Passage to read =
□ □ □ □ □
Therapeutic option for refractory G6PC3 deficiency associated with IBD

Researchers from the Royal Manchester Children’s Hospital, UK, have identified an effective therapeutic option for patients with G6PC3 deficiency-associated IBD refractory to immunosuppressants.

Inflammatory bowel disease (IBD) represents a group of intestinal disorders that cause prolonged digestive tract inflammation.

The digestive tract comprises the mouth, esophagus, stomach, small intestine, and large intestine. It’s responsible for breaking down food, extracting the nutrients, and removing any unusable material and waste products.

Inflammation anywhere along the digestive tract disrupts this normal process. IBD can be very painful and disruptive, and in some cases, it may even be life-threatening.

IBD can have a genetic component. For example, IBD can be associate with severe congenital neutropenia (SCN) caused by glucose-6-phosphatase catalytic subunit 3 (G6PC3) deficiency. It is a rare disease, and gastrointestinal symptoms are more severe in patients with genotypes predicted to be more deleterious.

Biallelic loss-of-function variants cause G6PC3 deficiency in G6PC3, which encodes glucose-6-phosphatase-𝛽 (G6Pase-𝛽), a ubiquitously expressed enzyme that regulates cytoplasmic glucose availability through hydrolysis of glucose-6-phosphate during glycolysis and glycogenolysis. G6PC3 deficiency results in neutropenia because neutrophils are highly dependent on glycolysis as an energy source.
□ □ □ □ □
Information shown =
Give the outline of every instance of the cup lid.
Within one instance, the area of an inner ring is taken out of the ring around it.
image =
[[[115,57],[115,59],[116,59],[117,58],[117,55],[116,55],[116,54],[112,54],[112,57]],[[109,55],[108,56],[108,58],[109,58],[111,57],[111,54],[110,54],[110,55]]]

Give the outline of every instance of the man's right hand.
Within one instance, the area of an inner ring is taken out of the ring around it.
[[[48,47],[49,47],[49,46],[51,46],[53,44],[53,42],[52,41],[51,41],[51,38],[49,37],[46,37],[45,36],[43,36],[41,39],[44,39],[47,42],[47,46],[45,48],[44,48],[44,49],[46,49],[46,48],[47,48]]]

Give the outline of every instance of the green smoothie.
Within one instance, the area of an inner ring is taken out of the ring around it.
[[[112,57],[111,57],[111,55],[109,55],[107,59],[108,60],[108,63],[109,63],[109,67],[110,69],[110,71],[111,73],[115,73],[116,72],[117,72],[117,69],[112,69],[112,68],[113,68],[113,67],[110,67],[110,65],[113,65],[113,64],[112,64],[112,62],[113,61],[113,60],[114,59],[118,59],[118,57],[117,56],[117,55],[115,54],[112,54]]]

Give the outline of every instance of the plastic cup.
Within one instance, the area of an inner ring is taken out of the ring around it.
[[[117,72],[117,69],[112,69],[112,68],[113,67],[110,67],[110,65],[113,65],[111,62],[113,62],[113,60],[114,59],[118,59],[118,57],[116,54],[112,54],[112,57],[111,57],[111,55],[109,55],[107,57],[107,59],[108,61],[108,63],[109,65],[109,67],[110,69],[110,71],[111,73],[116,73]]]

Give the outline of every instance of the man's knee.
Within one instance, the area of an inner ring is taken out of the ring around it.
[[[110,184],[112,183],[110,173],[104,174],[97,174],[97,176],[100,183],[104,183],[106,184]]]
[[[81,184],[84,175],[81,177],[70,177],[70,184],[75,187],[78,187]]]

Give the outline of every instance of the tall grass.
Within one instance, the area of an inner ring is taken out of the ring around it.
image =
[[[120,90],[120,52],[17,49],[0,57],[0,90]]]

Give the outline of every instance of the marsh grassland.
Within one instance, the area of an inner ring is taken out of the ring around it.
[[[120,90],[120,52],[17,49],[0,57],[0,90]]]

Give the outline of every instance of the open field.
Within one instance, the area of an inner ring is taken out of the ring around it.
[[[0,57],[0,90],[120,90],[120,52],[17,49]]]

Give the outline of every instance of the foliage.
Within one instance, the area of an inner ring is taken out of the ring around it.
□ □ □ □ □
Required work =
[a] Retype the stretch from "Researchers from the" through "refractory to immunosuppressants." in the article on G6PC3 deficiency and IBD, word for word.
[b] Write what comes next in the G6PC3 deficiency article, starting right after its final sentence (not the listing).

Answers provided =
[a]
Researchers from the Royal Manchester Children’s Hospital, UK, have identified an effective therapeutic option for patients with G6PC3 deficiency-associated IBD refractory to immunosuppressants.

[b]
The group from Royal Manchester Children’s Hospital described four children with G6PC3 deficiency-associated IBD and neutrophil dysfunction characterized by excessive pro-inflammatory mediators and increased necrosis. They have reported that hematopoietic stem cell transplant (HSCT) performed in 3 children led to normalization of neutrophil function and remission of IBD. Thus, it should be considered a therapeutic option for refractory G6PC3 deficiency associated with IBD.

It was concluded that G6Pase-𝛽 (and therefore cytoplasmic glucose availability in neutrophils) has an essential role in mucosal immunity, and increased neutrophil inflammatory output may drive enteritis in patients with G6PC3 deficiency. They proposed that clinicians check for IBD in patients with G6PC3 deficiency and consider HSCT when IBD is difficult to control.